§ Stated task
In the lines below, find the one that contains "target: corrugated metal roof" and write it out exactly, along with every line that follows it.

[Lines of data]

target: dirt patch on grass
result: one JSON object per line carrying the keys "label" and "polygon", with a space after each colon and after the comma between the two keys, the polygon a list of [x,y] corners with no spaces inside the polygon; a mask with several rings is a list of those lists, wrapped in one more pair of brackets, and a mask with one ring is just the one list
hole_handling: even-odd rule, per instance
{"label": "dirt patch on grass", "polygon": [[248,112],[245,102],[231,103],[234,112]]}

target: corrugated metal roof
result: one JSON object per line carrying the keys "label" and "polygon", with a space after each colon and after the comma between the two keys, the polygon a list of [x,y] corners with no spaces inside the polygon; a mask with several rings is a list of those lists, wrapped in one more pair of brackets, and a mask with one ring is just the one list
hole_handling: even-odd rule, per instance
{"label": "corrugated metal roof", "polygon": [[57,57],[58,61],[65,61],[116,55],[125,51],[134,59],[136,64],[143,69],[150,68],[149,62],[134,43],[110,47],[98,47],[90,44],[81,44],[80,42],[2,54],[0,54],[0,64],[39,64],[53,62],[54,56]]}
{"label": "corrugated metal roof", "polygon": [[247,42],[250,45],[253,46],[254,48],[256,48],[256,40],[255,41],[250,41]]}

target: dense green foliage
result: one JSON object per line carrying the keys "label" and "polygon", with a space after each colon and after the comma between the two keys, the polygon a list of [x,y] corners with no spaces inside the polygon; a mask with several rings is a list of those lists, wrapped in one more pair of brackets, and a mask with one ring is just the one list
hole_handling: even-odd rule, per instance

§ Task solution
target: corrugated metal roof
result: one JSON object per line carrying the keys "label" and "polygon", with a space after each colon and after the comma between the two keys, the polygon a list of [x,y] corners with no spaces inside the polygon; a mask with several rings is a list of those lists, wrapped in one more pair of brackets, and a mask with one ring is just the one list
hole_handling: even-odd rule, per instance
{"label": "corrugated metal roof", "polygon": [[57,57],[58,61],[65,61],[116,55],[125,51],[134,59],[136,64],[143,69],[150,68],[149,62],[134,43],[110,47],[98,47],[90,44],[81,44],[80,42],[2,54],[0,54],[0,64],[39,64],[53,62],[54,56]]}
{"label": "corrugated metal roof", "polygon": [[247,42],[250,45],[253,46],[254,48],[256,48],[256,40],[255,41],[250,41]]}

target: dense green foliage
result: one JSON object per line carrying the keys "label" and "polygon", with a space after each colon and after the comma between the two keys, the polygon a list of [x,y] corners with no spaces inside the polygon; a mask with several rings is a list of those lists, wrapped in one more pair of brackets, and a mask with one ring is just the one list
hole_handling: even-odd rule, per instance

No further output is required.